Quoted passage.
———

By Peng Tso-kwei
The total fertility rate in Taiwan is
decreasing annually, and on average the number of women planning to give birth
to less than two babies during her reproductive years is rapidly on the rise.
Compared with other countries, this is lower than expected. The Department of
Health plans to spend more than NT$84 million on health education to encourage
women of child-bearing age to have more babies.
According to a survey, the "five no's policy" ? no marriage, no birth, no
nurturing, no life, and no prospects ? has become new
generation's values. If such socially problematic values aren't reversed, the
number of single people will increase greatly, and there will be more and more
unmarried people and widows and widowers in Taiwan's
society. Those who are married, meanwhile, are likely to be "DINKs," which stands for dual income no kids. In other
words, as the economy grows, average income increases, and women's
participation in the labor market rises, the traditional belief that it is a
"social responsibility" to get married and have children is replaced
Economics is the study of selecting the optimal objective
from limited resources. Therefore, from an economic perspective, the following
three conditions must be met to observe fertility behavior:
1. Objective: a child must give parents a sense of
2. Method: parents have choices regarding whether to have a
child and the number of children in their family.
3. Limited resources: bearing and raising a child take a
substantial amount of resources.
A child can provide parents with a sense of satisfaction in
at least one of the following three ways. First, the love that a child gives
directly satisfies parents. As well, a child is himself or herself an asset;
for example, he or she can help parents manage a family business, cultivate
agriculture land, etc. Therefore, income, productivity and service carried out
by children indirectly satisfies parents. Lastly, a
child serves as a social, spiritual and economic assurance to aging parents,
and thus indirectly makes parents feel satisfied.
The second condition is whether a couple can choose to have
a child, the number of children to have and when to reproduce. In the past,
some tactics used to control a couple's fertility selection rights included
infanticide and abortion. Now, there are more advanced and easy contraceptive
methods on the market. Moreover, modern medicine also gives infertile couples a
greater possibility of conceiving a child. Therefore, knowledge and application
of contraception are regarded as important factors in fertility decision
making. Such decisions are influenced by the type and quantity of work that
people in different age groups perform in the market place. Also, a child's
individual characteristics can also affect parents' decisions on future
fertility and the number of children they will have.

———

Natural language region descriptions:
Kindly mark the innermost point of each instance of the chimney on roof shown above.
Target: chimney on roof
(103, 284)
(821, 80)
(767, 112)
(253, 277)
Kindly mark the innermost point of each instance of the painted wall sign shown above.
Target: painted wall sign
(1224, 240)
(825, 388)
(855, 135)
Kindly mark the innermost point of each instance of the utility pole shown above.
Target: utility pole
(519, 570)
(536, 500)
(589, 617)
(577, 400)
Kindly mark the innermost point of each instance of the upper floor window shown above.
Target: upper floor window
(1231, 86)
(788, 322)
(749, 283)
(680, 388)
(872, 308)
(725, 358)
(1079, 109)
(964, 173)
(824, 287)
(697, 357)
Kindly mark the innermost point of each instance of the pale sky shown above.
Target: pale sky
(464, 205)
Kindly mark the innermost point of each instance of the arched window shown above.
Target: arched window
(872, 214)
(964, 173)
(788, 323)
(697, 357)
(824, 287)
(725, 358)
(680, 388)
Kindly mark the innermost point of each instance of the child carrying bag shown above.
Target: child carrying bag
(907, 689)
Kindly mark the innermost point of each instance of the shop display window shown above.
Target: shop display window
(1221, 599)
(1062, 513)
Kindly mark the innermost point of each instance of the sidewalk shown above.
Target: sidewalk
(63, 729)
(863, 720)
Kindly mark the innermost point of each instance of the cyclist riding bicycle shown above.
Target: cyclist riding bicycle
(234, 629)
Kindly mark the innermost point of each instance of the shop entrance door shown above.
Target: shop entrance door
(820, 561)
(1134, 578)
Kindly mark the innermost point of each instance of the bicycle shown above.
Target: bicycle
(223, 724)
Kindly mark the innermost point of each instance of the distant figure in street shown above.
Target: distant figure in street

———

Exercise instructions.
1. From the article on Taiwan's falling birth rate, copy the passage starting at "The second condition" and ending at "they will have.".
2. List each of the five refusals that the article on Taiwan's falling birth rate names as the "five no's policy."
3. Write the next part of the article on Taiwan's falling birth rate, picking up after its last sentence.

Answers.
1.
The second condition is whether a couple can choose to have
a child, the number of children to have and when to reproduce. In the past,
some tactics used to control a couple's fertility selection rights included
infanticide and abortion. Now, there are more advanced and easy contraceptive
methods on the market. Moreover, modern medicine also gives infertile couples a
greater possibility of conceiving a child. Therefore, knowledge and application
of contraception are regarded as important factors in fertility decision
making. Such decisions are influenced by the type and quantity of work that
people in different age groups perform in the market place. Also, a child's
individual characteristics can also affect parents' decisions on future
fertility and the number of children they will have.

2.
- no marriage
- no birth
- no nurturing
- no life
- no prospects

3.
Regarding limited resources, bearing and raising a child
requires parents to expend large amounts of time and money. According to a
consumer spending survey, the total cost to raise a male child to his 22nd
birthday for a dual income family is about 21 percent of total income. This is
high compared to 13.5 percent of total income spent on transportation, 7
percent on healthcare, and 4.2 percent on clothes. According to US research,
well-educated women expect to spend 487.1 hours per year to care for a child
from age zero to 2.9, and 364.9 hours for a child from age three to 4.9. If
calculating this based on a businesswoman's wage, the "time cost" (時間價值)
to take care of a child is quite high.
According to survey data in Taiwan,
an increase in family income and fall in the number of children born may seem
to indicate that children are seen as a low value commodity.
In fact, when family income increases, parental demands and
investment in their children also increase; a wealthy family emphasizes quality
rather than quantity when raising a child. Thus, even though a child is not
regarded as a low value commodity, family size decreases in relation to a
family's wealth while per child expenditures increase.
Also, as a woman's education level increases, the number of
children they will have decreases, and the difference between the number of
children they plan to have versus the actual number narrows.
The negative correlation between education level and
fertility is a result of income disparities between well-educated and
less-educated women. Furthermore, well-educated women have a better
understanding of the process of giving birth and contraception, and by applying
such knowledge the number of children they expect to have more closely matches
the actual figure, as accidental pregnancies are prevented.
Additionally, an increased infant mortality rate (IMR) can
cause fertility to rise. This is more true for older
women than younger women. An increase in the IMR doesn't cause young women's
birth rates to rise because they generally believe there is still plenty of
procreative time remaining. Good healthcare and sanitation in Taiwan
has lowered both the IMR and the birth rate.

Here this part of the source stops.